Point annotation dataset records:

========

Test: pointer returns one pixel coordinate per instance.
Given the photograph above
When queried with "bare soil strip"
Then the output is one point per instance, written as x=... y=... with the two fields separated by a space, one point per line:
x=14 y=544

========

## What to do
Can you render each line of the records above as a JSON list of strings, with one string per line and blank lines omitted?

## Solution below
[
  "Test: pointer returns one pixel coordinate per instance.",
  "Given the photograph above",
  "When queried with \"bare soil strip\"",
  "Then the output is one point per instance, written as x=... y=... with the two fields separated by a space, one point per line:",
  "x=14 y=544"
]